• Directions for this task:
Reproduce verbatim the passage of the ixgbe patch text from "Signed-off-by: Jianbo Liu" to "insertions(+), 30 deletions(-)".

• Page text:
-=-=-
When checking rx ring queue, it's possible that loop will break at the tail
while there are packets still in the queue header.

Signed-off-by: Jianbo Liu <jianbo.liu at linaro.org>
---
 drivers/net/ixgbe/ixgbe_rxtx_vec.c | 68 +++++++++++++++++++++-----------------
 1 file changed, 38 insertions(+), 30 deletions(-)

diff --git a/drivers/net/ixgbe/ixgbe_rxtx_vec.c 
b/drivers/net/ixgbe/ixgbe_rxtx_vec.c
index ccd93c7..611e431 100644
--- a/drivers/net/ixgbe/ixgbe_rxtx_vec.c
+++ b/drivers/net/ixgbe/ixgbe_rxtx_vec.c
@@ -206,10 +206,9 @@ static inline uint16_t
 _recv_raw_pkts_vec(struct ixgbe_rx_queue *rxq, struct rte_mbuf **rx_pkts,
                uint16_t nb_pkts, uint8_t *split_packet)
-=-=-
• Data excerpt:
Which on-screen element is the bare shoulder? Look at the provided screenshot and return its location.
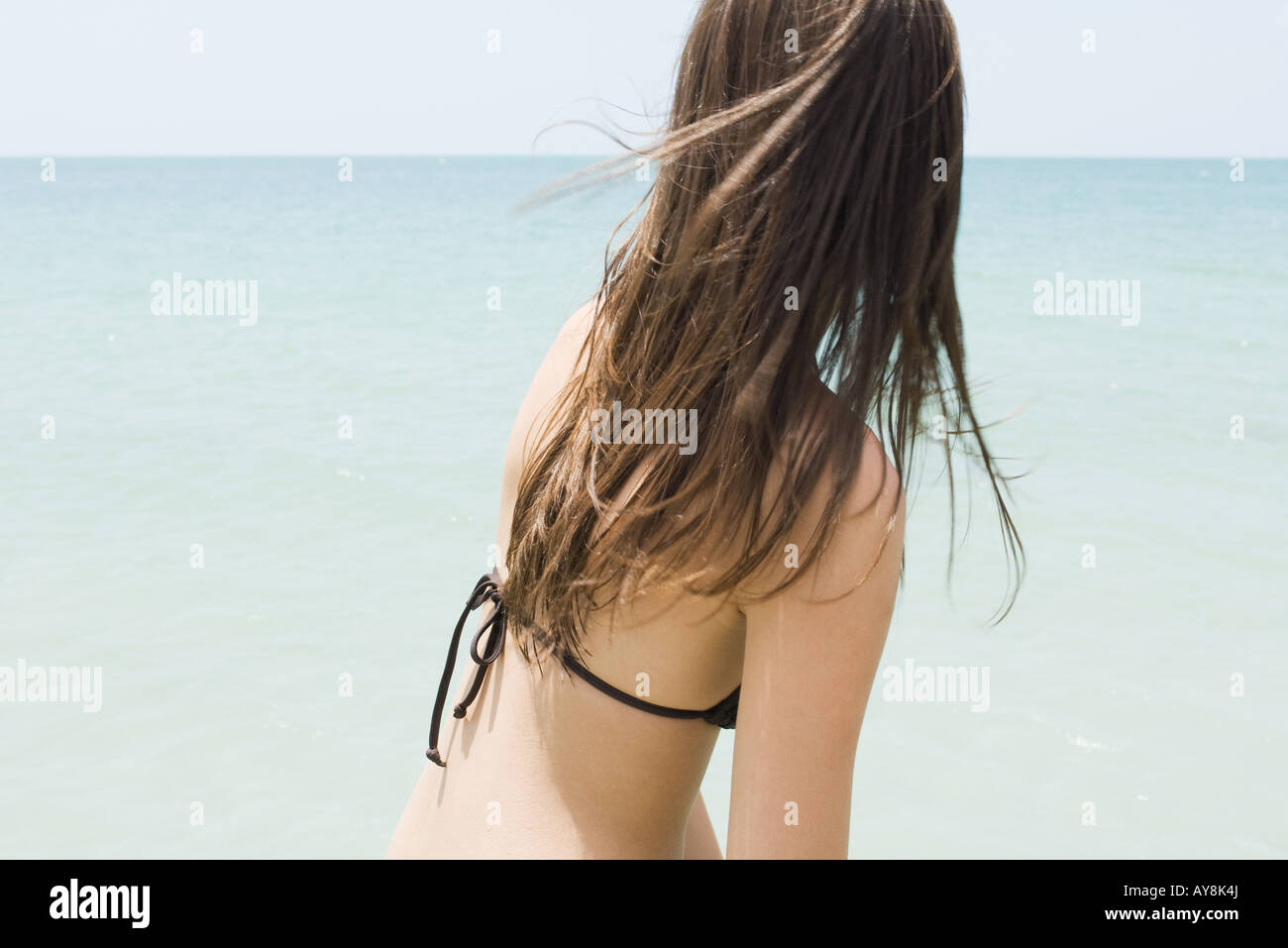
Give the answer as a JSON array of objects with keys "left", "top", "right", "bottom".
[{"left": 739, "top": 391, "right": 906, "bottom": 599}]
-=-=-
• Written solution:
Signed-off-by: Jianbo Liu <jianbo.liu at linaro.org>
---
 drivers/net/ixgbe/ixgbe_rxtx_vec.c | 68 +++++++++++++++++++++-----------------
 1 file changed, 38 insertions(+), 30 deletions(-)